REQUIRED ACTION :: Return, exactly and in full, the lines of the records below starting at the one with "Target: wooden support beam" and ending at the one with "Guideline: for every instance of the log post, the", and no other lines.
##### MATERIAL SHOWN #####
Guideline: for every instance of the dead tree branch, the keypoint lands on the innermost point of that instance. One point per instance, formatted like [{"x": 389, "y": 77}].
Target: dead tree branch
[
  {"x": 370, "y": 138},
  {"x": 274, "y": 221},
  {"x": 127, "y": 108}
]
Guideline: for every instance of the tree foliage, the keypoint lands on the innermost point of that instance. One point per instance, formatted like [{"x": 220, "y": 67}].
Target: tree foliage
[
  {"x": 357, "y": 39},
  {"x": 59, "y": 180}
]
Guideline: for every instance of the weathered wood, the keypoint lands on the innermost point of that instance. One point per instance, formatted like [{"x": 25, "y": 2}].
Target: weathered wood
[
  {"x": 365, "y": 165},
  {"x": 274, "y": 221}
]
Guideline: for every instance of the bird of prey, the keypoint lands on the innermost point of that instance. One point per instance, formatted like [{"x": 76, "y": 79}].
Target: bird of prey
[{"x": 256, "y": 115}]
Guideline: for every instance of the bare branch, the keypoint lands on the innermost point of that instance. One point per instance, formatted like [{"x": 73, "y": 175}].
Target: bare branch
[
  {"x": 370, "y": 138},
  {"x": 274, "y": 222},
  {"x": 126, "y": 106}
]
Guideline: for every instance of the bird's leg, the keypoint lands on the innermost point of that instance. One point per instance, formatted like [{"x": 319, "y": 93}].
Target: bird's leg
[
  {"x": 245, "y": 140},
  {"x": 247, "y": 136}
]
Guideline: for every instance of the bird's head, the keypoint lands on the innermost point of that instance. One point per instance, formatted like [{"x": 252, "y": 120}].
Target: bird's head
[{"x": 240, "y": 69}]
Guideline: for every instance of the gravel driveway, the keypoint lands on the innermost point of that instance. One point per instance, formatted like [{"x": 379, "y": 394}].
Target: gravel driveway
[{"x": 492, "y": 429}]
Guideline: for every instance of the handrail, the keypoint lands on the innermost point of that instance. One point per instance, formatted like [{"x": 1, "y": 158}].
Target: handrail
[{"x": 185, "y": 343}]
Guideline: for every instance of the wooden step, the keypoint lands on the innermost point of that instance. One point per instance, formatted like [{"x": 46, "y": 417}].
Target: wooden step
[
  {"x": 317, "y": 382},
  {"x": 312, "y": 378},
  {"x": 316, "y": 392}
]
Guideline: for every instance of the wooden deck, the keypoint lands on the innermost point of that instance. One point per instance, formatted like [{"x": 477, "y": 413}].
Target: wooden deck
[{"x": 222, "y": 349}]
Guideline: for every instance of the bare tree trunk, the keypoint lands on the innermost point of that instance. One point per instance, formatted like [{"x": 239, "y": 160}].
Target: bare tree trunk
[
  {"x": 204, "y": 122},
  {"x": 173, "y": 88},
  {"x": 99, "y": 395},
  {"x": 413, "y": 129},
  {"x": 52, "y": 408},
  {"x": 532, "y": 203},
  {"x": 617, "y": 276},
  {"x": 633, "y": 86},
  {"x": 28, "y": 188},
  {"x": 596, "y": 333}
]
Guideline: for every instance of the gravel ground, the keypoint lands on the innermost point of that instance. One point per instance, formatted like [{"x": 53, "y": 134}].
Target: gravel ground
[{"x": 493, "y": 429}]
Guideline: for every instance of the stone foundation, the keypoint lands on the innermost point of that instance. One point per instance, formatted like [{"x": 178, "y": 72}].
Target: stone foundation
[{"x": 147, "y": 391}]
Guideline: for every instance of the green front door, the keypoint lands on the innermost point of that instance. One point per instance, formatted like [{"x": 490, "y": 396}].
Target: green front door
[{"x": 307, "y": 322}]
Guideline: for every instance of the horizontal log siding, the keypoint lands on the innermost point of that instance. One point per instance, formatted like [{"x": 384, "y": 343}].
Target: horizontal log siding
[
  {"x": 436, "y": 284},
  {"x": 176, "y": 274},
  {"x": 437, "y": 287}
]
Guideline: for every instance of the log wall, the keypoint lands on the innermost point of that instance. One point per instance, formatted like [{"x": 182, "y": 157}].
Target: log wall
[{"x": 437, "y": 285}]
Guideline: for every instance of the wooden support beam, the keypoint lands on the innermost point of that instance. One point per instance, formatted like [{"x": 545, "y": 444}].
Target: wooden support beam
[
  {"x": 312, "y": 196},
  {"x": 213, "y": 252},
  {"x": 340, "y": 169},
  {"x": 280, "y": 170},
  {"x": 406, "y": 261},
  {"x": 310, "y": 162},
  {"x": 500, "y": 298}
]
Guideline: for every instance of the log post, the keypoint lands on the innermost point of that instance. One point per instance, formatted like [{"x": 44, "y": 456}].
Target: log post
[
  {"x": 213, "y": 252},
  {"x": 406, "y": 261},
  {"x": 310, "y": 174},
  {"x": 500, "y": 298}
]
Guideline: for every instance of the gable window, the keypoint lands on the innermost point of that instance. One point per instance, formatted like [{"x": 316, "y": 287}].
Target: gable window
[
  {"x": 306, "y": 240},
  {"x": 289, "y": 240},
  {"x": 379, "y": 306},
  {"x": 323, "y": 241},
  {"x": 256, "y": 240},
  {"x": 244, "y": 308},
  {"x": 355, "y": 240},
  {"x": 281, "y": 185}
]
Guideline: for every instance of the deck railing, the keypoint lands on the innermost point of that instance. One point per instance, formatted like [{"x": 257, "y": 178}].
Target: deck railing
#####
EXERCISE SOLUTION ::
Target: wooden support beam
[
  {"x": 312, "y": 196},
  {"x": 213, "y": 252},
  {"x": 340, "y": 169},
  {"x": 280, "y": 170},
  {"x": 406, "y": 261},
  {"x": 310, "y": 162},
  {"x": 500, "y": 298}
]
Guideline: for every instance of the log post, the keypoint lands on the innermost point of that instance. One point per instance, formatted like [{"x": 44, "y": 456}].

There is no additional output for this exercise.